------ Data supplied
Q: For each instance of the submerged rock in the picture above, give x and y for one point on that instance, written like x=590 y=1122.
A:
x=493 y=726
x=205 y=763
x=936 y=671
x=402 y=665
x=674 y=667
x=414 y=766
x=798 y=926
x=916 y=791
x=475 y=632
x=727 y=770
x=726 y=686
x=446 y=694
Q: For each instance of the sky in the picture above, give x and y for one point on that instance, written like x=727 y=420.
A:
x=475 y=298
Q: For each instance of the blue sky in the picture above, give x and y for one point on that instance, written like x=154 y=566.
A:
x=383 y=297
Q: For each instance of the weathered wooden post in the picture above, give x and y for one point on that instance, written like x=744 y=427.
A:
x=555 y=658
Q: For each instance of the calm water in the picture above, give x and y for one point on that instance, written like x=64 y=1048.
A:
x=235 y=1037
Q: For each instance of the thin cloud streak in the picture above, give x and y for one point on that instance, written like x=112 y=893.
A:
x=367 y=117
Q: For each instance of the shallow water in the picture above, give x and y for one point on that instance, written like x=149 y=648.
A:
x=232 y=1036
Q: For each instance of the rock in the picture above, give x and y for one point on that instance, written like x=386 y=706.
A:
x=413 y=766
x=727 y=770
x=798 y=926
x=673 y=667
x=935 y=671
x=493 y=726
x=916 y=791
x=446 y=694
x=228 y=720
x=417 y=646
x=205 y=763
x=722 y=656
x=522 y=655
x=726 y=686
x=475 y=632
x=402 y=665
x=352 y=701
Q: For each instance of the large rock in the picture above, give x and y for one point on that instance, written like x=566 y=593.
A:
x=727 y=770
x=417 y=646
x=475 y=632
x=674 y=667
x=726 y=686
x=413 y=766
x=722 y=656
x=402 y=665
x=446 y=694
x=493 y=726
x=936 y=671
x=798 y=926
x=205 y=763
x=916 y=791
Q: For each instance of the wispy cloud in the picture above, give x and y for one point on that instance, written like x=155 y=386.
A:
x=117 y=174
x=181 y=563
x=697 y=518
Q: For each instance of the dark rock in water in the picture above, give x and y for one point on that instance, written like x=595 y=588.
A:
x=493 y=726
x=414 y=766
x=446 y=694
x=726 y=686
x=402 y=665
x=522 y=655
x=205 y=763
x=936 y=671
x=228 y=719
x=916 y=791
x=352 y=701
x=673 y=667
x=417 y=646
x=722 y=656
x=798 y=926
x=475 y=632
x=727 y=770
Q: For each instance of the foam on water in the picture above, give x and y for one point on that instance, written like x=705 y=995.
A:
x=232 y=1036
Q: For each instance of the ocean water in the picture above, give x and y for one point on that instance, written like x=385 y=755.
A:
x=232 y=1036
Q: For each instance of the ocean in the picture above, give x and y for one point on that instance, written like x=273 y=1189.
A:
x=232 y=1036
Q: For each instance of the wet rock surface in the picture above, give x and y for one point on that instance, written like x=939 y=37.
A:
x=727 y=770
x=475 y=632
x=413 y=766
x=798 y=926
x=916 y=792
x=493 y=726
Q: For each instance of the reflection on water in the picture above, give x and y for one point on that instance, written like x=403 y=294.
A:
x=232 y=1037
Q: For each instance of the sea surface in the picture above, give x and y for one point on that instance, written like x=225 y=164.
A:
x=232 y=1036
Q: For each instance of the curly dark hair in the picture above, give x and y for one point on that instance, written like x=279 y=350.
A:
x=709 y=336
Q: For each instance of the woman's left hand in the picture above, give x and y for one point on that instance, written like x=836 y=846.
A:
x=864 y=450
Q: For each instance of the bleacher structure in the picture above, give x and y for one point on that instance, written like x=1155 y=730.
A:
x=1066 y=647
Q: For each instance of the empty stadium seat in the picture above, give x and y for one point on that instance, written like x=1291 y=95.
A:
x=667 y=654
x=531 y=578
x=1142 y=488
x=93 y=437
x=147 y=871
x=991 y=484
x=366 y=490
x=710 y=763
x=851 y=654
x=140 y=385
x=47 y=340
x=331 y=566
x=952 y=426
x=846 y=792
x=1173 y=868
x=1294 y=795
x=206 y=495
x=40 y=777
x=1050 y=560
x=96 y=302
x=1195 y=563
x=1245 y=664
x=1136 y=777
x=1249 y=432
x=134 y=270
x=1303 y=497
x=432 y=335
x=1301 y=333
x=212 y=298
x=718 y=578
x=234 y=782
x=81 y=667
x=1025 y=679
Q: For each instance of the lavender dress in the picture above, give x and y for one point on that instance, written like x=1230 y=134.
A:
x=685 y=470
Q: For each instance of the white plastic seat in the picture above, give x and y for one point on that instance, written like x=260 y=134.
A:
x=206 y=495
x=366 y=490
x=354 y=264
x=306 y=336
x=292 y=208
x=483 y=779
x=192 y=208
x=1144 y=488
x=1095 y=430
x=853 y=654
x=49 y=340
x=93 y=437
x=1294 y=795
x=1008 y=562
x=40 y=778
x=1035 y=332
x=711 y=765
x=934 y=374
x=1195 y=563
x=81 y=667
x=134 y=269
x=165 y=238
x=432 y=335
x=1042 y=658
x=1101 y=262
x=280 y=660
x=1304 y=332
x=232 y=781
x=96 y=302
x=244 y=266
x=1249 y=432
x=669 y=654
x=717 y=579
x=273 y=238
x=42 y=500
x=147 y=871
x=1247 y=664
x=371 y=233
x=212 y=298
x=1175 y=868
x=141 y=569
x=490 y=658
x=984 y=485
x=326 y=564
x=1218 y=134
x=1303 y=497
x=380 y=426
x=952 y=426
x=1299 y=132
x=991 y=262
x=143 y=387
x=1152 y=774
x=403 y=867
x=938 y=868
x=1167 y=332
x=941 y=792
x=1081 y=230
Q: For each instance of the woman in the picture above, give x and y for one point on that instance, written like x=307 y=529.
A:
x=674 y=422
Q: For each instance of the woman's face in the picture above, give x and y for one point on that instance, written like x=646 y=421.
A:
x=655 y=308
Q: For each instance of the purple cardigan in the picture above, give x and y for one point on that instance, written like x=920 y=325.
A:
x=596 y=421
------------
### Problem requirements
The lines to return are those holding the string "seat" anywhere in the listing above.

### Response below
Q: For each instance of the empty stadium seat in the picture above, give x and y for one point on that instance, written like x=1291 y=95.
Q: For each instance of the white plastic seat in the picture above, give x and y for one point on that instance, written like x=260 y=134.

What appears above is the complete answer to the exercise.